> Texto proporcionado
Resulta que la culpa fue de Francisco, que empezó a convertirse en una carga.

Pero otro juez ratificó la tenencia del niño en manos de su abuela dos años después.

Familia, escribió la abuela en Facebook acompañado con una foto de los tres: Francisco, su tío y la abuela.

Y otra vez, el 18 de noviembre de 2023, más fotos de Francisco en Facebook. Está sentado en la arena, en la playa, uno de los pocos lugares a los que iba con frecuencia. En varias fotos se lo ve de lejos, como si estuviera solo. En esta en particular, aparece bien de cerca. Pelo pegado en la frente, mojado con el agua del mar, piernas algo enmilanesadas, mocos chorreando desde su nariz hasta mojar su labio de arriba. No se muestra contento, pero igual mira a cámara.

Será mi mejor versión, sentenció la abuela en esa publicación.

El golpe de muerte

La sentencia judicial cuenta que a la mamá biológica de Francisco la llamaban por el apodo, tenía 27 años y hacía pocos meses que había parido.

Ya desde chica sufría. Vivió con su madre —futura abuela de Francisco— hasta los 17 años, hasta que se quiso ir de esa casa. Se fue a lo de su abuela, quien a la vez vivía con otra pareja desde la muerte de su esposo. En su nueva vivienda, a cientos de kilómetros de la de su madre, ahora la Justicia le exigía a alejarse: orden de restricción de acercamiento. La mamá biológica de Francisco vivía —o había vivido— en la calle, consumía drogas desde la adolescencia y ejercía la prostitución.

> Datos proporcionados
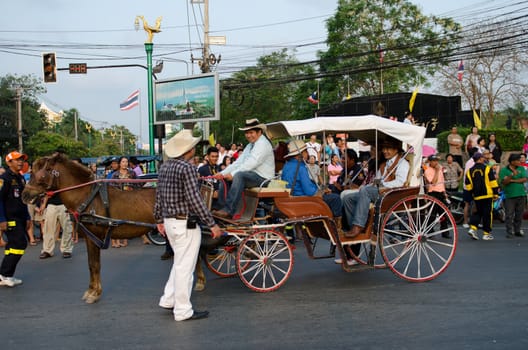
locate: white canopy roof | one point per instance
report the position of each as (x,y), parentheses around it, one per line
(369,128)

> Instrucciones de la tarea
¿Puedes continuar el relato sobre Francisco y su abuela a partir de la última oración?

> Resultado a continuación
Cuando conoció al Chopo, dice la Justicia, seguía con una importante situación de vulnerabilidad social.

El Chopo se dedicaba a la cría de cerdos y, con ella, además de pagarle por mantener relaciones sexuales, también se juntaba a fumar pasta base en el achique, un rancho un barrio alejado del centro de Montevideo adonde varios iban a hacer lo mismo.

Lo que enfureció al Chopo fue que, en uno de los últimos días del año, la mamá de Francisco —el bebé a quien había dejado en el hospital casi que al nacer— raspó un poco de droga de la pipa de él. Te voy a matar, le advirtió el Chopo enseguida, según escuchó otra mujer que también se había juntado en el achique ese día.

Enfrente estaba la casa del Chopo.

Unos días después, el 24 de diciembre de 2021, el Chopo invitó a la madre de Francisco a cruzar a su vivienda, que era en verdad un rancho, con paredes hechas con tablas de madera y agujeros que dejaban ver lo que pasaba dentro.

La mujer que estaba con ellos le advirtió que no fuera, pero la invitada fue igual.

Una vez ahí, prácticamente desnuda, Chopo la ató de pies y de manos con un cable, le tapó la cara con un trapo y la torturó. Tanto, que desde el achique se escucharon sus gritos.

—¡Hijo de puta! ¡Ayúdenme, dejame!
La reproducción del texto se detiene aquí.